TASK INPUTS:
○ ○ ○
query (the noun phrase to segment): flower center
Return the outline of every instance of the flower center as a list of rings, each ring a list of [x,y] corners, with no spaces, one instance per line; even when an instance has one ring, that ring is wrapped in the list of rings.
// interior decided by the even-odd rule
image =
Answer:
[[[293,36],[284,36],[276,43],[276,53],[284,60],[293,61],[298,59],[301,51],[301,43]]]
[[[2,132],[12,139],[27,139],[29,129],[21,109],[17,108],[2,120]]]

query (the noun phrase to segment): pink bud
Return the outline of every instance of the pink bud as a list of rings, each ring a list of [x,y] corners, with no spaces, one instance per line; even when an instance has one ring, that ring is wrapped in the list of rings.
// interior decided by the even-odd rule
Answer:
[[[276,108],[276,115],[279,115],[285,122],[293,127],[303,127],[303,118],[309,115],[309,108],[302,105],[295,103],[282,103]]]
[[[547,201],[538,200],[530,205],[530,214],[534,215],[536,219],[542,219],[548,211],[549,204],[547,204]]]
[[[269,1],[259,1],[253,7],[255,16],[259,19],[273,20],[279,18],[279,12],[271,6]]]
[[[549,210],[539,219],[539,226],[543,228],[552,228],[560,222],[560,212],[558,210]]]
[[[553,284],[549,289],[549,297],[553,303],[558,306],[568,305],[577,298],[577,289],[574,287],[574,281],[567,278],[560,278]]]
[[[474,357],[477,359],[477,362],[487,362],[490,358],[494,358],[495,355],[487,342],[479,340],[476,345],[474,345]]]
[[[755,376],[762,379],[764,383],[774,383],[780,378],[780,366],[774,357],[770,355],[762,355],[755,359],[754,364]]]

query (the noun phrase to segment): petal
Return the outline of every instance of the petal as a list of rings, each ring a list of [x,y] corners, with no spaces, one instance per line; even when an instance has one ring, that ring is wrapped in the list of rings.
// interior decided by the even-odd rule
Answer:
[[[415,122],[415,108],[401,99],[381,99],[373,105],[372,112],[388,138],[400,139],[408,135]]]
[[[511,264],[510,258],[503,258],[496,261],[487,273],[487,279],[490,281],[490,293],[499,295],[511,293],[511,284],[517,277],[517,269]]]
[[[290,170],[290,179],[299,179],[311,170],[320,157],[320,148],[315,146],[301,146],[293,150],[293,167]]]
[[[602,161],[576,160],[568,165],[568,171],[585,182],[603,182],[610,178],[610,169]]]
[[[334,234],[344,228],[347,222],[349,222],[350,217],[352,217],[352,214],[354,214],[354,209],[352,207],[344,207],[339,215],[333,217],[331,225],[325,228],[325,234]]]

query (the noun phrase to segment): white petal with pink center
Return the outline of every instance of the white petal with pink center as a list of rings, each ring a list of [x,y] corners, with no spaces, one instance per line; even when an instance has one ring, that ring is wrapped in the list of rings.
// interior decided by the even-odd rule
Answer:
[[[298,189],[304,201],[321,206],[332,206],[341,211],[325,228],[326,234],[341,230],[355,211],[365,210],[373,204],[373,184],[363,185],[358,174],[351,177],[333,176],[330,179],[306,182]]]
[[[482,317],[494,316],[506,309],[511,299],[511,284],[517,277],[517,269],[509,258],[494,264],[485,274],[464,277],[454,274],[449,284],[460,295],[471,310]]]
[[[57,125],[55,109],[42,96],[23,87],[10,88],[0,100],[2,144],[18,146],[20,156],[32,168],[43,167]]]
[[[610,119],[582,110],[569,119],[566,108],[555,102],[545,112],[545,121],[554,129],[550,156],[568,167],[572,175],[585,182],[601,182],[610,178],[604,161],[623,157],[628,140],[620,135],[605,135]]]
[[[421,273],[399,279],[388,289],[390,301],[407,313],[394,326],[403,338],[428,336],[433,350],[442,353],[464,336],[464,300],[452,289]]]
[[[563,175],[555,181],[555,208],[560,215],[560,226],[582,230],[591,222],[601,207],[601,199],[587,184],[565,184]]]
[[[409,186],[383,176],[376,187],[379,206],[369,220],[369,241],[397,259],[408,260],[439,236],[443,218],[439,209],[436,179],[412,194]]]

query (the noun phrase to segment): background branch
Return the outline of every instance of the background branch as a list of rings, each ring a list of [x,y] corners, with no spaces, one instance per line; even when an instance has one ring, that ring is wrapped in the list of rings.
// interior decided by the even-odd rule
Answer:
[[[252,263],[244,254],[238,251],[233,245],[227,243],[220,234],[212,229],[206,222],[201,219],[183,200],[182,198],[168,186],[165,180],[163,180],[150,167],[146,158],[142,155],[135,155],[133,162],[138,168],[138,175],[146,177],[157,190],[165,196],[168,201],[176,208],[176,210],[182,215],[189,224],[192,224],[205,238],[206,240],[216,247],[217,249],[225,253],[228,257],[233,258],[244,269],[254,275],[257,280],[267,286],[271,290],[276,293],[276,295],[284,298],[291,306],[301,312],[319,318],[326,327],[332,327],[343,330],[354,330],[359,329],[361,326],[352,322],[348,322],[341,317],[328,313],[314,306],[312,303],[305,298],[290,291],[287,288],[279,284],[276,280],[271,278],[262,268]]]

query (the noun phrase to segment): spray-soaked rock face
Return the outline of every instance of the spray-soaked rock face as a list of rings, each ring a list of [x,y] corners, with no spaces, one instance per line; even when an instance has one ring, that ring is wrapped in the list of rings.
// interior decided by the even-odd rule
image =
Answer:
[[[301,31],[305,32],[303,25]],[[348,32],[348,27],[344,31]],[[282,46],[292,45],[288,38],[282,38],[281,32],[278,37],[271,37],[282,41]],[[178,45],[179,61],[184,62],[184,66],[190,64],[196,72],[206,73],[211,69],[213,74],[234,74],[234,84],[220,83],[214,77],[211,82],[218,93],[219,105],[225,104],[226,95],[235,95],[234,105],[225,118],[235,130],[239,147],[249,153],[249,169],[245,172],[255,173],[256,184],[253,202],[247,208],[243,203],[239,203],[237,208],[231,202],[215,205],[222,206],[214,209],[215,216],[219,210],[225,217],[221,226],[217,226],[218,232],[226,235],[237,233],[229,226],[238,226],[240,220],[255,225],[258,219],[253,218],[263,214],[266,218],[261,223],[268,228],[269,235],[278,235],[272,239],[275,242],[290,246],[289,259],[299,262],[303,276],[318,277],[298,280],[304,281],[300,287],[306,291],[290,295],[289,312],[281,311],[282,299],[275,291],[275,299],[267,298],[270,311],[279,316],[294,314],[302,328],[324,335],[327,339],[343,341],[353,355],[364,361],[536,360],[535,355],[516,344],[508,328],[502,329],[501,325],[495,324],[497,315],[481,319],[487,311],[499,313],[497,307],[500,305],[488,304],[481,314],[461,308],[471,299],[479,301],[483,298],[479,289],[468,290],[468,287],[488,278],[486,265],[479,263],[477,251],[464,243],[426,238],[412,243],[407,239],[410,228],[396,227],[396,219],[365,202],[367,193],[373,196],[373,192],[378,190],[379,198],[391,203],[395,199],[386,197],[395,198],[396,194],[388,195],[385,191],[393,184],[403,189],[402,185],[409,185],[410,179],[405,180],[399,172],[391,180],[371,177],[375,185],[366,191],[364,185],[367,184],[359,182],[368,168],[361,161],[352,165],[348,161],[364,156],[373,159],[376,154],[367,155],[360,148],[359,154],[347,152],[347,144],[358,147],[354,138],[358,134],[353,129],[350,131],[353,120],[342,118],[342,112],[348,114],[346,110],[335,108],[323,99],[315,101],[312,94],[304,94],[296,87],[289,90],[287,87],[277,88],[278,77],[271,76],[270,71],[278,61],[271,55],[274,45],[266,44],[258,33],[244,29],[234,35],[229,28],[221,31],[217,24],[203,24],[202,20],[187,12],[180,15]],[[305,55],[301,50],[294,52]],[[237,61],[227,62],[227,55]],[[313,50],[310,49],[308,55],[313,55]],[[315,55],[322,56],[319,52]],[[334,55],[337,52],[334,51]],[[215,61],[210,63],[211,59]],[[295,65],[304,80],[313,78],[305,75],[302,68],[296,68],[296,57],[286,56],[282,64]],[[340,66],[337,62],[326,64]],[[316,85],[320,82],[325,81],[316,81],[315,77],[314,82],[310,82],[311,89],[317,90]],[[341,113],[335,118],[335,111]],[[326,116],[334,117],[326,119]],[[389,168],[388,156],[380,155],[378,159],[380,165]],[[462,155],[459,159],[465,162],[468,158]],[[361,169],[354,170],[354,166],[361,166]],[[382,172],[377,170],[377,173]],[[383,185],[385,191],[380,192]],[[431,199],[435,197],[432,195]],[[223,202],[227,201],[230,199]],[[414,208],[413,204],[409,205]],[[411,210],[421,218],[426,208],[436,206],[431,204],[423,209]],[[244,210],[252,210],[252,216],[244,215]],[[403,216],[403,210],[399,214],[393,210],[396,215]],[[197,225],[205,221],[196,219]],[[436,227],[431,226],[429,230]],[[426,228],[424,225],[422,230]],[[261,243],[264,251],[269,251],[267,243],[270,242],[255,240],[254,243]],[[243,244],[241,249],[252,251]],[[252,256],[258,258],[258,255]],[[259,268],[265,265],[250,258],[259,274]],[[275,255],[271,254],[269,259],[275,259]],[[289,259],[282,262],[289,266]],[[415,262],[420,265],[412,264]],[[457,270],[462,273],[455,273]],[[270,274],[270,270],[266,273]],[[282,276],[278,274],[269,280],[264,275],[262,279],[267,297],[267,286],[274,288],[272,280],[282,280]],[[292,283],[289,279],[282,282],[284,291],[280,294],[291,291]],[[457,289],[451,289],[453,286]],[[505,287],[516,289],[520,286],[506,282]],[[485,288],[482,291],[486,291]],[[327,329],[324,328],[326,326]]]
○ ○ ○
INSTRUCTIONS FOR THE TASK: Copy the part of the listing that opens with its first line and closes with the line containing "[[[2,132],[12,139],[27,139],[29,129],[21,109],[17,108],[2,120]]]", including both ends, with every line reproduced unchanged.

ANSWER TO THIS PROBLEM:
query (the noun phrase to segment): flower center
Return the outline of every instance of the flower center as a list of rings, each ring a list of [x,y] corners, with no spaces, one instance per line; even when an instance has one ring, that ring is wrapped in the list of rings.
// interior decided by the even-odd rule
image =
Answer:
[[[293,36],[284,36],[276,43],[276,53],[284,60],[293,61],[298,59],[301,51],[301,43]]]
[[[2,132],[12,139],[27,139],[29,129],[21,109],[17,108],[2,120]]]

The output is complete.